─── Data provided

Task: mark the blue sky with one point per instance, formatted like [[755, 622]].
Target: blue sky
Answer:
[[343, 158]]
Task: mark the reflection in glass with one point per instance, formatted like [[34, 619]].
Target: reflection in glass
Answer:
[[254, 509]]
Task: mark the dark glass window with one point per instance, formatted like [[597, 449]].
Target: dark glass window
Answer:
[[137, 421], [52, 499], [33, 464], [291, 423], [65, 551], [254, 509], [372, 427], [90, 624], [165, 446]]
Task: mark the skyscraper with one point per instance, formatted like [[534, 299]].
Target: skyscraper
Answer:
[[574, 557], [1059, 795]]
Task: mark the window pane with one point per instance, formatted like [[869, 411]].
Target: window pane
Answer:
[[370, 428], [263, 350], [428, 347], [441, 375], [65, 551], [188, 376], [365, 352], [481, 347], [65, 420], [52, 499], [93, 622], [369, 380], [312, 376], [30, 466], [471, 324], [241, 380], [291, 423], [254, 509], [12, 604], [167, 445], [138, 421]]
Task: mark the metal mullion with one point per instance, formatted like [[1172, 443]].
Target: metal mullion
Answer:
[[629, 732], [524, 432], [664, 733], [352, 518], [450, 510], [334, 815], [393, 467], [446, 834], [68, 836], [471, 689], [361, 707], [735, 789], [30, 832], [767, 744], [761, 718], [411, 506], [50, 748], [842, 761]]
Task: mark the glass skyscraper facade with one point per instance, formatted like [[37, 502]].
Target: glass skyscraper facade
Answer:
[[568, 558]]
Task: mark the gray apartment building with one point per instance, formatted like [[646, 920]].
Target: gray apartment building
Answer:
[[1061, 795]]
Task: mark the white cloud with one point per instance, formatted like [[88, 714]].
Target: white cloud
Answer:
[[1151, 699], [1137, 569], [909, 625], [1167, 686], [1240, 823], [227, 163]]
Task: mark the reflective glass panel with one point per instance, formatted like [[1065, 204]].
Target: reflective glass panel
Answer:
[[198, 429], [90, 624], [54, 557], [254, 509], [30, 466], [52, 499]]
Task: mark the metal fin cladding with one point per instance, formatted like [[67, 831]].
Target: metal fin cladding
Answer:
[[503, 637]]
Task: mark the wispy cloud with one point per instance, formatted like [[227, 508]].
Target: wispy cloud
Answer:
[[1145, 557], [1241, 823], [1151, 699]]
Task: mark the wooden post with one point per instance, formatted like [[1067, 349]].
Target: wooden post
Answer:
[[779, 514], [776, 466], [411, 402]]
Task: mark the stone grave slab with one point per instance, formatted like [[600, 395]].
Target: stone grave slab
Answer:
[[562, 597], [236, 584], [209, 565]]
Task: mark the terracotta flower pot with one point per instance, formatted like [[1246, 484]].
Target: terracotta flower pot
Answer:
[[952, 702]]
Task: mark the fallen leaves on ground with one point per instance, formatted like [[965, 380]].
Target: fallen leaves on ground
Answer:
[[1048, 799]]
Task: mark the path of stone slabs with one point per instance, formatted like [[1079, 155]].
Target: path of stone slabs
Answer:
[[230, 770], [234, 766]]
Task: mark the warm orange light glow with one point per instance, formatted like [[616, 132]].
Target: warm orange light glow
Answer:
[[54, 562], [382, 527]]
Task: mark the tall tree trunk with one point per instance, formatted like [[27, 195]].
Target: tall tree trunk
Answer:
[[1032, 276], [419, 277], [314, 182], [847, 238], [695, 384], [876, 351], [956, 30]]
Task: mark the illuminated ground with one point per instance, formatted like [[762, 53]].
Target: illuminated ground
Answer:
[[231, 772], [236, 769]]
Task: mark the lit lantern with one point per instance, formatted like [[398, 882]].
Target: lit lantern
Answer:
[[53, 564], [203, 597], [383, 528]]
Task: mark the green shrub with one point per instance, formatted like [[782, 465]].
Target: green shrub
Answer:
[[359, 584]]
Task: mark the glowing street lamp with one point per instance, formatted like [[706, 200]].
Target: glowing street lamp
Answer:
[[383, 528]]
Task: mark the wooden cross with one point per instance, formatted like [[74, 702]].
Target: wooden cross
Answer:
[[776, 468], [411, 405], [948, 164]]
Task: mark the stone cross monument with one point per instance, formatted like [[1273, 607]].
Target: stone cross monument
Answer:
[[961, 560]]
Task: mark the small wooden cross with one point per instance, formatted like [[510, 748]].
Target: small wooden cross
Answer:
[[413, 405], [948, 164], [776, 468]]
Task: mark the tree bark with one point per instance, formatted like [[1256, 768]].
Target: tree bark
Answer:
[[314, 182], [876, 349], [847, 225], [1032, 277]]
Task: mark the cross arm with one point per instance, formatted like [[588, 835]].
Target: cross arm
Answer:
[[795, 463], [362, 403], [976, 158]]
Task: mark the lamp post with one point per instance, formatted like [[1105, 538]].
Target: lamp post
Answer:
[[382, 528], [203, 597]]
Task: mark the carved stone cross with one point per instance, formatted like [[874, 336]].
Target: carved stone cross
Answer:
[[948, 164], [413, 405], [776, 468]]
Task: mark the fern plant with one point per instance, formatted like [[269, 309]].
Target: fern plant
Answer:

──────

Provide a faithful, complete copy of the entries above.

Task: mark the blue sky with one point per instance, formatted like [[755, 622]].
Target: blue sky
Answer:
[[343, 158]]
Task: mark the reflection in glass with one point per instance, formatted like [[34, 619]].
Target: reflection in glass
Answer:
[[254, 509]]
Task: mark the dark glass window with one point per instance, formatted like [[597, 449]].
Target: dark glass window
Answer:
[[137, 421], [52, 499], [33, 464], [291, 423], [65, 551], [254, 509], [372, 427], [90, 624], [165, 446]]
Task: mark the skyscraper with one point per instance, formatted like [[534, 299]].
Target: skyscraper
Answer:
[[574, 557], [1059, 795]]
Task: mark the window pane with one point per instance, formatted like [[869, 411]].
Target: window pane
Answer:
[[370, 428], [263, 350], [428, 347], [441, 375], [65, 551], [188, 376], [365, 352], [481, 347], [65, 420], [52, 499], [93, 622], [369, 380], [312, 376], [30, 466], [471, 324], [241, 380], [291, 423], [254, 509], [12, 604], [167, 445], [138, 421]]
Task: mark the metal mullion with one point per instance, formatted like [[1172, 443]].
Target: metal mullion
Answer:
[[629, 732], [524, 432], [664, 733], [352, 518], [450, 510], [334, 815], [393, 467], [446, 834], [68, 836], [471, 689], [361, 707], [735, 789], [30, 832], [767, 744], [761, 718], [411, 506], [50, 748], [842, 761]]
Task: mark the glass skyscraper facade with one point per instance, formatted like [[37, 502]].
Target: glass skyscraper facade
Answer:
[[568, 558]]
Task: mark the gray apartment building with one point per instance, formatted like [[646, 920]].
Target: gray apartment building
Answer:
[[1061, 795]]
Task: mark the white cloud with one point per instance, formatted like [[88, 714]].
Target: white cloud
Answer:
[[1151, 699], [1137, 569], [909, 625], [1167, 686], [1240, 823], [227, 163]]
Task: mark the reflective glass panel with one point per instance, formatted like [[1065, 204]].
Target: reflective glass panel
Answer:
[[198, 429], [90, 624], [54, 557], [254, 509], [30, 466], [52, 499]]
Task: mark the metal fin cladding with one point per instance, formatted like [[67, 831]].
Target: metal fin cladding
Answer:
[[503, 637]]
Task: mark the wispy cloud with one point per instance, formatted like [[227, 508]].
Target: wispy cloud
Answer:
[[1145, 557], [1241, 823], [1151, 699]]
Task: mark the wooden post with one point per instance, formatted like [[1067, 349]].
Target: wooden post
Answer:
[[779, 514], [776, 466], [411, 402]]
Task: mark the stone grave slab with one point per instance, formatted like [[600, 395]].
Target: stone grave slab
Answer:
[[562, 597], [236, 584], [209, 565]]
Task: mark the terracotta flower pot with one point per instance, formatted like [[1246, 484]].
Target: terracotta flower pot
Answer:
[[952, 702]]
Task: mark the fallen leaves on ground with one point per instance, formatted like [[965, 380]].
Target: fallen leaves on ground
Answer:
[[1048, 799]]
Task: mark the path of stone slabs with one point per instance, formatted like [[1079, 155]].
Target: path of stone slabs
Answer:
[[230, 770], [234, 766]]
Task: mark the warm orange light glow with one point per instance, formatted like [[616, 132]].
Target: warm orange light glow
Answer:
[[54, 562], [382, 527]]
Task: mark the tall tree trunk with one point per instance, formatted like [[27, 195]].
Target: tall tree trunk
Answer:
[[1032, 276], [419, 277], [314, 182], [847, 238], [695, 384], [876, 351], [956, 30]]
Task: mark the illuminated ground with one point per instance, formatted like [[762, 53]].
Target: illuminated ground
Answer:
[[231, 772], [236, 769]]
Task: mark the lit lantern with one point per instance, formatted like [[398, 882]].
Target: lit lantern
Answer:
[[53, 564], [203, 597], [383, 528]]
Task: mark the green shrub with one point per instance, formatted like [[782, 465]].
Target: green shrub
Answer:
[[359, 584]]
Task: mark the glowing street lamp with one point per instance, formatted like [[706, 200]].
Target: glowing street lamp
Answer:
[[383, 528]]
Task: mark the wooden cross with one point per instance, formatted like [[74, 702]].
Target: wooden cross
Answer:
[[776, 468], [411, 405], [948, 164]]
Task: mark the stone cross monument with one point per instance, formatted like [[1273, 607]].
Target: stone cross monument
Answer:
[[961, 560]]
Task: mark the small wooden cross with one point per instance, formatted like [[510, 748]].
Target: small wooden cross
Answer:
[[413, 405], [948, 164], [776, 468]]
Task: mark the tree bark with one point per instance, formatted like [[1256, 768]].
Target: tree bark
Answer:
[[314, 182], [876, 349], [847, 225], [1032, 277]]
Task: mark the cross arm with one point per instance, formatted like [[588, 835]].
Target: cross arm
Answer:
[[795, 463], [362, 403], [976, 158]]
Task: mark the lamp post with one point per instance, formatted like [[1105, 538]].
Target: lamp post
Answer:
[[382, 528], [203, 597]]
Task: mark the carved stone cross with one point per instance, formatted like [[874, 336]].
Target: carved stone cross
Answer:
[[948, 164], [413, 405], [776, 468]]
Task: mark the fern plant with one point per instance, formatted like [[269, 309]].
Target: fern plant
Answer:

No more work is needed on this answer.